BEGIN EXTRACTED RECORDS

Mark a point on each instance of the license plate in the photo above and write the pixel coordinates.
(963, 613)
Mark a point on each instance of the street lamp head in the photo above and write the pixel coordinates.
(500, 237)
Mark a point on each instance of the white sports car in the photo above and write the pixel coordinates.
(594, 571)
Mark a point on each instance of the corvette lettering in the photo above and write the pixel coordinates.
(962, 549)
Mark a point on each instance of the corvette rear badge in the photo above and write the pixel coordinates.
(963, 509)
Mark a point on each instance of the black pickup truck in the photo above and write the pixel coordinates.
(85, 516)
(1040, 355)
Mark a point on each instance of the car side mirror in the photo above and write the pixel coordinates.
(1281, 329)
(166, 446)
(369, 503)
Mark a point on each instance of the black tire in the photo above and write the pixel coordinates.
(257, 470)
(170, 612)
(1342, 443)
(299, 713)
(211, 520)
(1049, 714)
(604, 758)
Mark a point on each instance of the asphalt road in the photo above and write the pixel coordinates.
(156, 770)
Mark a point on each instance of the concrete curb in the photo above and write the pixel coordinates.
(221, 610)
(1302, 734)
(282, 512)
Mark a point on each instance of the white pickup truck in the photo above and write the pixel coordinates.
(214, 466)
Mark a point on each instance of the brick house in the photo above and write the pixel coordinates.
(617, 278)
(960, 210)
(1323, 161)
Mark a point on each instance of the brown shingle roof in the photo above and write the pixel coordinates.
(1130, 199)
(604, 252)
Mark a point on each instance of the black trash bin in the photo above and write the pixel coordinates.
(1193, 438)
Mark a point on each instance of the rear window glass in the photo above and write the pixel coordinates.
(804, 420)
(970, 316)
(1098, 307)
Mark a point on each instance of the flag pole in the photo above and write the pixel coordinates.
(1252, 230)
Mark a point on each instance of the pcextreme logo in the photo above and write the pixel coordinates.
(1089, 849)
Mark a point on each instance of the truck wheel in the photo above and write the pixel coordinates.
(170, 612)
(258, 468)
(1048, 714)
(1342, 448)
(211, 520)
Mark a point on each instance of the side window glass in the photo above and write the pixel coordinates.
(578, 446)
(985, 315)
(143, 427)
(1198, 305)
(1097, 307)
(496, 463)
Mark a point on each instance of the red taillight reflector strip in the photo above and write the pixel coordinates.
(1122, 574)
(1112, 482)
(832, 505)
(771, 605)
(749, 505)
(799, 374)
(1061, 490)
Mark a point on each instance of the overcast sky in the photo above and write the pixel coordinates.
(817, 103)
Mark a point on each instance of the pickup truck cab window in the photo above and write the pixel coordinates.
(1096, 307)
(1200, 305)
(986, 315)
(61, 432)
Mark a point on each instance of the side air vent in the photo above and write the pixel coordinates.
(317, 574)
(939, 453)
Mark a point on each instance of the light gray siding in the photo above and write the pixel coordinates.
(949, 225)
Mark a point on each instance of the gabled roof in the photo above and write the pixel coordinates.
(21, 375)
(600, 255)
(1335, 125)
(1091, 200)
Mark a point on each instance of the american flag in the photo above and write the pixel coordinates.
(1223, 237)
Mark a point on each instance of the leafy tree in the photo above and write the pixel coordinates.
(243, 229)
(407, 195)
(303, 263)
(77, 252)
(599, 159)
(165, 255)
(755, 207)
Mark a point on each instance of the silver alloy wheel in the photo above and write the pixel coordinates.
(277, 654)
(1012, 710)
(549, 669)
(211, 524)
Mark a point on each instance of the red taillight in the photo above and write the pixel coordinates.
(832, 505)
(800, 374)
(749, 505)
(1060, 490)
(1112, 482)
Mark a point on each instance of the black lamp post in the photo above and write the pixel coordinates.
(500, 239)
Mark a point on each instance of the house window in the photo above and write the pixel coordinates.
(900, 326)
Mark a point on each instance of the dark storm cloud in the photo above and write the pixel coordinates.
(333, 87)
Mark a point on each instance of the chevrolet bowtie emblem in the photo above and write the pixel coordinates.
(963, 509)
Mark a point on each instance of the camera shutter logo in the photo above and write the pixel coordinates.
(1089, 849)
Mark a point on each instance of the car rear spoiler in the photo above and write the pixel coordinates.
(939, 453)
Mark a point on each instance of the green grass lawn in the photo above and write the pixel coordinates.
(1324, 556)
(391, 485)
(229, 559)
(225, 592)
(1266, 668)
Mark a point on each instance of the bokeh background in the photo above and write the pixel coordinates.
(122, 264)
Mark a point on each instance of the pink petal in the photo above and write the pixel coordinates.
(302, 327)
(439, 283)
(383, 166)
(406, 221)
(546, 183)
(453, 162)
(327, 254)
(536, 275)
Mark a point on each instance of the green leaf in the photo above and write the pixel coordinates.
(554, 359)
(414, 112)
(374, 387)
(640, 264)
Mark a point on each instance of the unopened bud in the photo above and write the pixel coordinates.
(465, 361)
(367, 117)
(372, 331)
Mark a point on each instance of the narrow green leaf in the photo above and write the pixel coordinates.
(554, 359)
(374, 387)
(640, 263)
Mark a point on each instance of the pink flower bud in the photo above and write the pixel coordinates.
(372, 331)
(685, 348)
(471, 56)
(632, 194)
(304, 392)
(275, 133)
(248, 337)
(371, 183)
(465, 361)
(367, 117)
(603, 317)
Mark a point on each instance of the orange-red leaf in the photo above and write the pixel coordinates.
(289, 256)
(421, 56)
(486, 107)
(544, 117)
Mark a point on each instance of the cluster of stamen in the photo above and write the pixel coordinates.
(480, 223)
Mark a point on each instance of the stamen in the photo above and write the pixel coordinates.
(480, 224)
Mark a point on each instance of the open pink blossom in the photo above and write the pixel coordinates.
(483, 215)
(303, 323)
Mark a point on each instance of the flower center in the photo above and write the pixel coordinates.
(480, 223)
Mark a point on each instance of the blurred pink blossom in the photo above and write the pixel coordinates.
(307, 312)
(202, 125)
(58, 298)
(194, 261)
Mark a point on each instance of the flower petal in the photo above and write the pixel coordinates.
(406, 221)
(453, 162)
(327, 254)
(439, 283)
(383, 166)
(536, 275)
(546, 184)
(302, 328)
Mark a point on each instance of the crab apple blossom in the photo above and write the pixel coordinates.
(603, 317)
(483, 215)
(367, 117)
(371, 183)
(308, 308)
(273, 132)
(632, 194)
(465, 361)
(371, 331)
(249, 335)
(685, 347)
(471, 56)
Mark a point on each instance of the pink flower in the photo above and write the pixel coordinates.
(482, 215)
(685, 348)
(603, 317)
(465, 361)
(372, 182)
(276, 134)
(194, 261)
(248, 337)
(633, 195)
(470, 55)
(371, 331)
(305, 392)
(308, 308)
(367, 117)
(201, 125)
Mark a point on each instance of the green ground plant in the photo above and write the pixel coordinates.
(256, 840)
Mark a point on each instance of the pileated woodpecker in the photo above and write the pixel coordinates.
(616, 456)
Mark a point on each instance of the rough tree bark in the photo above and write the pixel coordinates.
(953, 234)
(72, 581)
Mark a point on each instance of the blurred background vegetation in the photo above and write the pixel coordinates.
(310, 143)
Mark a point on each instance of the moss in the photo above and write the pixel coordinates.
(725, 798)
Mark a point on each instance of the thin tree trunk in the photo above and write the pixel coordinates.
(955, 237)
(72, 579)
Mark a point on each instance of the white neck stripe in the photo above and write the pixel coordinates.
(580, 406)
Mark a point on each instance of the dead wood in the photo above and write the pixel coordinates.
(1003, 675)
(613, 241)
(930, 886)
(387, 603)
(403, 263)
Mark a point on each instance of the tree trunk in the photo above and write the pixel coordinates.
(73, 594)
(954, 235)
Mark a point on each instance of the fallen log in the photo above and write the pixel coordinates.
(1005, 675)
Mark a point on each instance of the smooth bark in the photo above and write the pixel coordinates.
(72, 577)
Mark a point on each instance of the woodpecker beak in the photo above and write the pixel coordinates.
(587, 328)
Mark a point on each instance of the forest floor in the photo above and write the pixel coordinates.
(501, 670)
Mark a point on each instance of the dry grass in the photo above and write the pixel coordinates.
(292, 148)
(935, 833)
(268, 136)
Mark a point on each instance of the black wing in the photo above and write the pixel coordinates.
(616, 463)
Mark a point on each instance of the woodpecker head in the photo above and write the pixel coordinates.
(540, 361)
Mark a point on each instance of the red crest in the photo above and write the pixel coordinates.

END EXTRACTED RECORDS

> [TASK GOAL]: Repeat exactly the lines above from the line that contains "Mark a point on each instance of the pink flower in" through the end. Include both of these ends; leave out everything else.

> [OUTPUT FOR THIS EXERCISE]:
Mark a point on each instance of the pink flower in the photo above and write the pixel coordinates.
(482, 215)
(685, 348)
(603, 317)
(465, 361)
(372, 182)
(276, 134)
(194, 261)
(248, 337)
(633, 195)
(470, 55)
(371, 331)
(305, 392)
(308, 308)
(367, 117)
(201, 125)
Mark a point on each instance of the green ground plant in the photo above and write the pixel coordinates.
(256, 840)
Mark a point on each instance of the pileated woodpecker in the photo above and write the pixel coordinates.
(616, 456)
Mark a point on each instance of the rough tree bark in the photo above and write the pixel coordinates.
(953, 234)
(72, 581)
Mark a point on each instance of the blurred background vegetation in the photo above and write the pixel coordinates.
(310, 143)
Mark a point on each instance of the moss in the photo above and write the pixel coordinates.
(725, 798)
Mark a point on each instance of the thin tree trunk in the photo above and write the pixel coordinates.
(955, 237)
(72, 579)
Mark a point on each instance of the white neck stripe in the photo above and write the pixel coordinates.
(580, 406)
Mark a point on each instance of the dead wood in the photo above and write the pixel coordinates.
(1003, 675)
(613, 241)
(930, 886)
(387, 603)
(403, 263)
Mark a point on each instance of the tree trunk in the photo above and write the pixel coordinates.
(73, 594)
(954, 235)
Mark a point on each instance of the fallen log in the photo above and write the pixel coordinates.
(1005, 675)
Mark a point on each instance of the smooth bark in the photo above and write the pixel coordinates.
(72, 577)
Mark a point on each instance of the woodpecker beak in the photo above and write the pixel coordinates.
(587, 328)
Mark a point on each instance of the forest floor in the photo above and write the pixel coordinates.
(501, 670)
Mark a point on each instance of the dry grass in the photo above and write the pixel coordinates.
(292, 148)
(935, 833)
(268, 136)
Mark a point on each instance of the black wing in the photo above and write the pixel coordinates.
(616, 463)
Mark a point on each instance of the woodpecker head in the photo above and write the pixel coordinates.
(540, 361)
Mark a point on each instance of the red crest in the photo above and write the pixel coordinates.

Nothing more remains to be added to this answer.